Think the logic would be the sources module first then scrapers in the folders then the scrape_sources module for scraping further. Final links sometimes need more work or offer more sources within their code like various sources combined into one which sometimes are not supported by resolveurl, and also sometimes that module is used for sources resolveurl doesnt support too or didnt support at the time when i wrote it in lol. As for api based scraping that would probably be done like 2embed and some other sources which arent that great. Also making a cached type of source like a source link collection would work ok but sources are fluid like the scraper sites so they will likely change along the way and have alot of file not found errors down the road. What we really need is a debrid service thats free use with a supportive pay option so people can use the service for free or pay if they wanna.(which personally i think it should be anyways lol but everyone is a money hungry jew)

eeden003 commented 4 months ago

Using a debrid service ? Well, there are a lot of addons, even bad written addons, that work ónly because of debrid services, that's a shame. I know of a repo with a lót of addons with debrid service and they all work but why o why do you need 10 or more addons that only work only thanks to these debrid services ? Sóme addons have "nice" features like -new movies- -comedy- calender- horror- etc. but in basis they all do thesame work thanks to scrapers and debrid services. ScrubsV2 is a good addon that does nót need all these features, it has a nicely made menu and it is easy to operate ánd ik looks ánd finds free links, working links. Yes, sites keep changing and moving but íf someone ór more people could find a solution for this problem, well, thén you have a perfectly addon with free links that wórk. The sites that ScrubsV2 scrapes are also sites that I use on my PC to visit ánd stream/download, free, and wórking ! There are a lot of sites that work on a PC, yes, there are adds/pop-ups and maybe other things, but they stream for free and also in HD. The problem is how to make a addon that can overcome all these pop-ups and unwanted messages etc. without making use of a debrid service. I know of only 1 other addon with free links, Free99, but that addon is not as good as ScrubsV2. I dó know a lot of addons that are "good" ónly because of the fact of debrid services but I do not like them a lot, I like ScrubsV2 much and much more and it should be the number ONE addon that we should need and use as the main addon, it is álways possible to use a second addon with a debrid service, they are imo "easier" to program, but the real challenge is to adapt ScrubsV2 in a way that people wánt to use ScrubV2 as the number ONE-to-to addon because of the fact that it works great ánd with FREE links. There are nearly no addons with (working) free links, some say that the have free links but when testing them no links are found as always is the case, but ScrubsV2 dóes find free working links, so the addon needs to keep living and being used on a daylly basis !

garycnew commented 4 months ago

making a cached type of source like a source link collection would work ok but sources are fluid like the scraper sites so they will likely change along the way and have alot of file not found errors down the road.

I can see your point. Sources can frequently transition to 404. However, I did notice that the archived sources for fmovies.vision are still 200; even, though the fmovies.vision provider is no longer in service.

## [INFORMATION SHOWN]

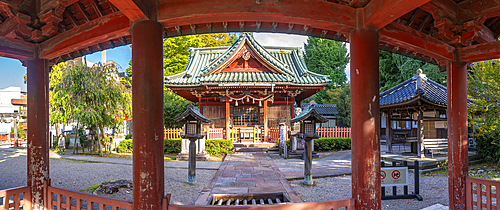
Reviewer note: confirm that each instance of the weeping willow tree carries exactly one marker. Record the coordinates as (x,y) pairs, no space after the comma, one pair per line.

## [TO BE DONE]
• A. Summarize the thread on addon scraping and debrid services in three sentences.
• B. Supply the next comment in the thread on addon scraping and debrid services, picking up after its last sentence.
The material is not needed here.

## [ANSWERS BY TASK]
• A. The first comment lays out a scraping order: the sources module, then the scrapers in the folders, then the scrape_sources module. It adds that a cached collection of source links would run into file-not-found errors as sources change, and that a free debrid service with an optional paid tier is what is really needed. eeden003 objects to addons that work only because of debrid services and argues that ScrubsV2 should be the main addon because it finds free working links, while garycnew agrees that sources often turn 404 but points out that archived fmovies.vision sources still return 200 even though that provider is no longer in service.

• B.
https://web.archive.org/web/20220522112605/https://fmovies.vision/movie/58-f9-fast-and-furious-9-the-fast-saga.html

I believe that having the actual source url's would be valuable as a backup should a provider go off-line. A list of backup sources would be easier to validate availability/redundancy, manage, and rate.

What we really need is a debrid service thats free use with a supportive pay option so people can use the service for free or pay if they wanna.(which personally i think it should be anyways lol but everyone is a money hungry jew)

I believe the main difference between Scrubs v2 and a debrid service is source reference vs source hosting, which transitions from a legally grey area to a black area. However, there are ways to address this issue as well.

I agree that Scrubs v2 is one of the best affordable media add-ons for Kodi (with Elementum Burst being a close competitor), but Scrubs v2 is quite fragile and requires a great deal of effort to maintain.

I believe Scrubs v2 already has all of the necessary tools to further improve its stability and value to the Kodi free add-on offerings.

@jewbmx Reviewing the Scrubs v2 code, I can see how much work you've devoted to the project. Great work!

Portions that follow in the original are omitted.